§ **Challenges**
a) Transcribe the part of the message about instance attributes that runs from "Variable interpolation or" down to "doesn't mention iteritems.", word for word.
b) In the rows, everything from the start down to the line containing "[174,178,336,221]", change "bounding boxes" to "rectangles" and keep the rest unchanged. Leave the pictures out of your answer.

§ **Excerpt**
Variable interpolation or indirection for instance attributes

Rich google at moodring.com
Wed Feb 19 10:59:09 EST 2003


Alex,

Thanks. This all looks promising.  Being new to the language I need to
do a bunch more research in order to understand it, but I now know
what to research e.g. __slots__, __dict__,setattr, iteritems, new/old
classes?.  I didn't see much detail on this in my 'Learning Python'
book, which barley mentions setattr and doesn't mention iteritems.
Just noticed it is mentioning Python 1.5.2, so it is a bit dated I
guess.

Not trying to do anything evil or weird ... just a parallel to what I
would do in Perl with:

sub initialize {
  my $self     = shift;    
  my %address  = @_;         

  my @addresskeys   = qw ( Street City State Zip );
  map { $self->{$_} = $address{$_} }  @addresskeys;
}

Looks like you've given me the info, and a lot more to explore ... but
it is all new territory for me and will probably take a little time to
understand more completely.  Maybe the online docs cover this stuff
better than my book .. or is there a book or web resource that you
recommend for further understanding these deeper language and object
elements.

Thanks,
Rich

Alex Martelli <aleaxit at yahoo.com> wrote in message news:<b2vf9s01uu2 at enews2.newsguy.com>...

§ **Data entries**

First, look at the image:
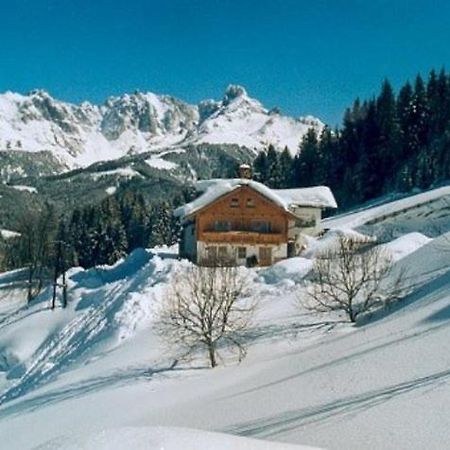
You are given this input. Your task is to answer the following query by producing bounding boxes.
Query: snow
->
[90,167,142,180]
[8,184,37,194]
[273,186,337,208]
[0,189,450,450]
[383,233,432,261]
[174,178,336,221]
[145,157,178,170]
[324,186,450,228]
[0,87,324,170]
[259,256,313,284]
[0,229,20,239]
[45,427,313,450]
[105,186,117,195]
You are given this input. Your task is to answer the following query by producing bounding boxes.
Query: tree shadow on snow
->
[227,369,450,438]
[0,360,205,419]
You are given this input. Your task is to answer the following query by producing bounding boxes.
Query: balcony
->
[199,231,287,245]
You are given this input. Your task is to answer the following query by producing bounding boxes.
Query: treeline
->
[0,189,189,300]
[254,70,450,207]
[60,190,179,268]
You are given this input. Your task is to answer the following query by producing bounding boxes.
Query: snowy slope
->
[49,427,314,450]
[0,192,450,450]
[0,85,323,169]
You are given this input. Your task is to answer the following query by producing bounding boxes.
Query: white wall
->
[197,241,287,265]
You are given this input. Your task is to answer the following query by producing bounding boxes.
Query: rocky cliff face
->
[0,85,323,171]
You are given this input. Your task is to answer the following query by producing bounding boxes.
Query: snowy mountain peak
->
[223,84,248,105]
[0,84,323,168]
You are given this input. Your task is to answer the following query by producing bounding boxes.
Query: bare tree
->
[159,265,255,367]
[8,205,56,302]
[305,236,403,322]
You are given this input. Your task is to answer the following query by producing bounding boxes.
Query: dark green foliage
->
[254,70,450,208]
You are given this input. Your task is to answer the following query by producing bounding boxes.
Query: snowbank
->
[259,257,313,284]
[304,229,376,258]
[382,233,433,262]
[42,427,313,450]
[174,178,337,217]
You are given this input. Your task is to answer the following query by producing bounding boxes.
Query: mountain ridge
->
[0,85,324,171]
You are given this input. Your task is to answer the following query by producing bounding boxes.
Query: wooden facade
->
[190,185,292,265]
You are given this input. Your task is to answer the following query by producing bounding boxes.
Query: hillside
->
[0,85,323,179]
[0,185,450,450]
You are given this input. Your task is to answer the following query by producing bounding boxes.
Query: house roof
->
[174,178,337,218]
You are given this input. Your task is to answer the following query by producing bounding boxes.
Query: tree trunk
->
[208,344,217,368]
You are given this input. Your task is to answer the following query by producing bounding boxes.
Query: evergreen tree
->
[279,147,294,188]
[265,145,282,189]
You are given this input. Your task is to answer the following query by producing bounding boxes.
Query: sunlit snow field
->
[0,185,450,450]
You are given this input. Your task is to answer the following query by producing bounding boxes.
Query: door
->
[259,247,272,266]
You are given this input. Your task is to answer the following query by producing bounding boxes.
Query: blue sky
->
[0,0,450,125]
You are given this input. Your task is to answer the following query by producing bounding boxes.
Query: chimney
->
[239,164,252,180]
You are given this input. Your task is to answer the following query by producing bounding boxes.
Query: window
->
[259,247,272,265]
[295,216,316,228]
[230,197,239,208]
[247,198,255,208]
[214,220,231,231]
[206,247,217,261]
[251,220,272,233]
[238,247,247,259]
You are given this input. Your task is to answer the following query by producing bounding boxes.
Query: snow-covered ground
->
[0,188,450,450]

§ **Solutions to the exercise**
a)
Variable interpolation or indirection for instance attributes

Rich google at moodring.com
Wed Feb 19 10:59:09 EST 2003


Alex,

Thanks. This all looks promising.  Being new to the language I need to
do a bunch more research in order to understand it, but I now know
what to research e.g. __slots__, __dict__,setattr, iteritems, new/old
classes?.  I didn't see much detail on this in my 'Learning Python'
book, which barley mentions setattr and doesn't mention iteritems.

b)
First, look at the image:
You are given this input. Your task is to answer the following query by producing rectangles.
Query: snow
->
[90,167,142,180]
[8,184,37,194]
[273,186,337,208]
[0,189,450,450]
[383,233,432,261]
[174,178,336,221]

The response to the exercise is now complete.